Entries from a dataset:
╔══

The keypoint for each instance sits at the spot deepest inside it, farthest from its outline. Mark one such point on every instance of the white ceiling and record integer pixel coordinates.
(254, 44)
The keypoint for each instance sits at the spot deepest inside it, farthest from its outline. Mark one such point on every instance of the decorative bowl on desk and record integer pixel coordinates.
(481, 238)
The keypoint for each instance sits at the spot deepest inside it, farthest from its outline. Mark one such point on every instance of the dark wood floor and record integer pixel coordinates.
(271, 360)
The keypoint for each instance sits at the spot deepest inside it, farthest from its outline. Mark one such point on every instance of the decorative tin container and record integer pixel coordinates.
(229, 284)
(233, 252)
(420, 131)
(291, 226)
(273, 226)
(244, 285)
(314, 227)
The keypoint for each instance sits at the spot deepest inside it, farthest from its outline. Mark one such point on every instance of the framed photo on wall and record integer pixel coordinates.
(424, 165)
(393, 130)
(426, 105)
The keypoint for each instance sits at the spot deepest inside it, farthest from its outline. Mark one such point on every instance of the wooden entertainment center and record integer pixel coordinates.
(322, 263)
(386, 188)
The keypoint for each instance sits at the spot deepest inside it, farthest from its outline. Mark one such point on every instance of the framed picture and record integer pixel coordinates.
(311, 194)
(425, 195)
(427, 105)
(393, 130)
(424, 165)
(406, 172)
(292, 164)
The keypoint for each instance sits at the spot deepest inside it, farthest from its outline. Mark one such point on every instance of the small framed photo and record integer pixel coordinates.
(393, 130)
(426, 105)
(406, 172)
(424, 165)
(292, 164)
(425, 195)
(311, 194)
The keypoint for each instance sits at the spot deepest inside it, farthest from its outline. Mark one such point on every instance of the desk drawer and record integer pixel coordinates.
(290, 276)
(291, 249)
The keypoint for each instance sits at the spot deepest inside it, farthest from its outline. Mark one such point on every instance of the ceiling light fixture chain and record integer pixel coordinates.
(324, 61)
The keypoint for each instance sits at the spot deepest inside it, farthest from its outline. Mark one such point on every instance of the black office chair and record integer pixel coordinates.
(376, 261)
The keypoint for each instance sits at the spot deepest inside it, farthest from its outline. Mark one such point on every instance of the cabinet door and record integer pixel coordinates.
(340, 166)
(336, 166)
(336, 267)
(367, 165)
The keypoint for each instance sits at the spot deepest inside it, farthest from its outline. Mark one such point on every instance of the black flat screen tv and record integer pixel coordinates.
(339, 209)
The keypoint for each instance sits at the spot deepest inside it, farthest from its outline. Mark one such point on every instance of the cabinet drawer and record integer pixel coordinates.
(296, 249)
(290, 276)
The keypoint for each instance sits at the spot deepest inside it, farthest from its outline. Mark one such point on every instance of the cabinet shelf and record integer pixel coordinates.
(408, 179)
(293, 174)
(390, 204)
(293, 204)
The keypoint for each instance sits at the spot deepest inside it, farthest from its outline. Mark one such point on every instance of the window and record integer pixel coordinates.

╚══

• Requirements
Can you print all of the data above again, word for word and with nothing changed?

• Response to the exercise
The keypoint for each instance sits at the spot deepest inside it, farthest from its outline. Mark one such point on every instance of the white ceiling and record integer pixel coordinates.
(254, 44)
The keypoint for each instance sits at the spot deepest inside it, farthest from its outline. Mark one such point on every instance of the decorative bowl on desk and record integer pixel coordinates.
(481, 238)
The keypoint for each instance sits at the spot deepest inside it, farthest from its outline. Mark one such point on every instance of the dark wood floor and record integer pixel coordinates.
(271, 360)
The keypoint for each instance sits at the spot deepest inside it, farthest from its outline. Mark one such point on every instance of the decorative tin container and record integer pixel coordinates.
(229, 284)
(233, 252)
(420, 131)
(291, 226)
(273, 226)
(244, 285)
(314, 227)
The keypoint for each instance sits at the spot deepest inside it, farthest from its outline. Mark one such point on every instance of the framed photo on wall and record integer pixel coordinates.
(424, 165)
(393, 130)
(426, 105)
The keypoint for each instance sits at the spot deepest inside it, farthest from its outline. Mark one such point on every instance of the wooden entertainment center and record integer pixel coordinates.
(322, 263)
(386, 188)
The keypoint for each instance sits at the spot deepest inside it, farthest from its outline. Mark one such point on every instance of the framed picture and record integer pixel coordinates.
(311, 194)
(425, 195)
(427, 105)
(393, 130)
(424, 165)
(406, 172)
(292, 164)
The keypoint for each instance sits at the spot deepest inside it, farthest from its outline. Mark one such point on every instance of the small framed photo and record integer pixel coordinates.
(393, 130)
(426, 105)
(406, 172)
(424, 165)
(292, 164)
(425, 195)
(311, 194)
The keypoint for each instance sits at the spot deepest inside it, farthest from its outline. Mark one such point on every instance of the desk drawer and record integer pixel coordinates.
(290, 276)
(291, 249)
The keypoint for each instance sits at the spot deepest inside it, farthest from its outline. Mark one such point on every instance of the ceiling light fixture chain and record integer pixel coordinates.
(324, 61)
The keypoint for each instance sits at the spot deepest inside it, farthest from its outline. Mark one such point on every instance of the black office chair and record integer pixel coordinates.
(376, 261)
The keypoint for each instance sits at the spot deepest inside it, farthest from its outline. Mark one such point on every instance of the cabinet door and record integer pixel coordinates.
(340, 166)
(336, 166)
(336, 267)
(367, 165)
The keypoint for each instance sits at the spot deepest inside it, farthest from its outline. Mark one such point on every instance of the black flat screen tv and record integer pixel coordinates.
(339, 209)
The keypoint for each instance sits at the spot deepest inside it, farthest from its outline. Mark one such point on every instance of the cabinet drawer and record integer pixel coordinates.
(296, 249)
(290, 276)
The keypoint for each instance sits at the spot deepest inside it, farthest from its outline. Mark one such point on every instance of the cabinet shelf and record integer pixel coordinates.
(408, 179)
(293, 174)
(390, 204)
(293, 204)
The keypoint for each instance sits at the spot deepest inside it, farthest from its outline. Mark one such point on every instance of the window and record integer pixel coordinates.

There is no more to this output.